**WYODRĘBNIONY TEKST:**
════════════════════
Lubuskie – nasza mała ojczyzna ma już ćwierć wieku. Rozmowa z marszałek Elżbietą Anną Polak.

Fot. Łukasz Wawer / LCI
Lubuszanie doceniają fakt, że mają swoje małe, ale własne województwo i możemy skutecznie budować naszą markę – mówi Elżbieta Anna Polak w wywiadzie dla Lubuskiego Centrum Informacyjnego.

– Lubuskie obchodzi 25 lat. To był dobry czas dla regionu?

– To wielkie szczęście, że udało się to nasze województwo zintegrować, mamy już swoją tożsamość i markę. Lubuszanie doceniają ten fakt, że mają swoje małe, ale własne województwo i możemy skutecznie budować naszą markę. Postawiliśmy w tym czasie na zdrowie i jakość życia. Nikt nie ma żadnych wątpliwości w Polsce, że jest to wielki sukces regionu lubuskiego, bo zrobiliśmy reformę w ochronie zdrowia po swojemu, oddolnie. Zrobiliśmy taką małą rewolucję po swojemu – oddłużyliśmy najpierw wszystkie szpitale. Jeszcze 15 lat temu byliśmy najbardziej zadłużonym regionem w Polsce, dziś najmniej. Dekadę temu mieliśmy 88 tysięcy mikro/małych/średnich firm, a  dziś mamy 127 tysięcy takich firm. Dlatego podwoiliśmy PKB. Dziś to jest 62 procent średniej unijnej, dekadę temu mieliśmy 40-kilka procent z tego co pamiętam. Nie byłoby to możliwe, gdybyśmy nie byli w UE i  w NATO. Jesteśmy bezpieczni – widzimy, co się dzieje za wschodnią granicą, jest tam okrutna wojna. A my jesteśmy w UE, z którą wiążą nas prawdziwe wartości – przede wszystkim pokój i oczywiście programy europejskie, dzięki którym popłynęły do naszego regionu miliardy złotych. Nowa perspektywa jest teraz otwarta, już możemy podpisywać umowy, prowadzimy też nabory. To jest 915 mln euro.

– Czy mieszkańcy regionu dostrzegają te pozytywne zmiany?
════════════════════
**POLECENIE:** Przedstaw w krótkich punktach akapit z wywiadu, który zaczyna się od słów „To wielkie szczęście”, i zachowaj jego najważniejsze fakty.

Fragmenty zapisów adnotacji
════════════════════
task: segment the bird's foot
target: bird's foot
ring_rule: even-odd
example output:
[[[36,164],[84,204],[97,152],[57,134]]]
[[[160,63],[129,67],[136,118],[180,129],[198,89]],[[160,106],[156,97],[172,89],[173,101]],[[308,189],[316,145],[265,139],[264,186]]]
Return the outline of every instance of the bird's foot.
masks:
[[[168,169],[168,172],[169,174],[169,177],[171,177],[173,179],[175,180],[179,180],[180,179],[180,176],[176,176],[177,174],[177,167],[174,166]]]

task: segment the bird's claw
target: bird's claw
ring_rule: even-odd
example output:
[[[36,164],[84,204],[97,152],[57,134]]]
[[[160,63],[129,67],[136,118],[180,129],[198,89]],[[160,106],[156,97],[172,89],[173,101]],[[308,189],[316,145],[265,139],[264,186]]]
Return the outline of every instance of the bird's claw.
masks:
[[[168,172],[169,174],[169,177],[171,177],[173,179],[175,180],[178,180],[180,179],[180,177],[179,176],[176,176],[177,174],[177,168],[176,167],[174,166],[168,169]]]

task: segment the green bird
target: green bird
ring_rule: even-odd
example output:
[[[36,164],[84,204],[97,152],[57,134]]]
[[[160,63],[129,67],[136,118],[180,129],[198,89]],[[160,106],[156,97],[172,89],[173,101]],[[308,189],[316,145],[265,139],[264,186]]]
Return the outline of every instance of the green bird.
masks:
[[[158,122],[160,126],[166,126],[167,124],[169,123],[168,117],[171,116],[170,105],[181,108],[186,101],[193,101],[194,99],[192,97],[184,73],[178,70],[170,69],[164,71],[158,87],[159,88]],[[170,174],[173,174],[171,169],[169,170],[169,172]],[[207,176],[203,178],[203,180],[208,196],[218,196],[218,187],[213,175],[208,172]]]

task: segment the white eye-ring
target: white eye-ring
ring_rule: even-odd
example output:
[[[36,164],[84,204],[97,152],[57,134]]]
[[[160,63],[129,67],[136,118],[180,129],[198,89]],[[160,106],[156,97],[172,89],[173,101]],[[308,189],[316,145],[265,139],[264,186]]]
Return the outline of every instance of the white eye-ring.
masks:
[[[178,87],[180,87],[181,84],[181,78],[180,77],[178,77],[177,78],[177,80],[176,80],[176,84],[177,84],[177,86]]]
════════════════════
**ODPOWIEDŹ:**
- Województwo lubuskie udało się zintegrować. Ma już własną tożsamość i markę, a mieszkańcy doceniają, że mają swoje małe, ale własne województwo.
- Region postawił na zdrowie i jakość życia. Reformę ochrony zdrowia przeprowadził po swojemu, oddolnie, i zaczął od oddłużenia wszystkich szpitali.
- 15 lat temu był najbardziej zadłużonym regionem w Polsce, a dziś jest najmniej zadłużonym.
- W ciągu dekady liczba mikro, małych i średnich firm wzrosła z 88 tysięcy do 127 tysięcy.
- PKB się podwoiło i wynosi dziś 62% średniej unijnej. Dekadę temu było to 40-kilka procent.
- Nie byłoby to możliwe bez członkostwa w UE i NATO. Region jest bezpieczny, a dzięki programom europejskim trafiły do niego miliardy złotych.
- Nowa perspektywa unijna jest już otwarta i obejmuje 915 mln euro. Można już podpisywać umowy i trwają nabory.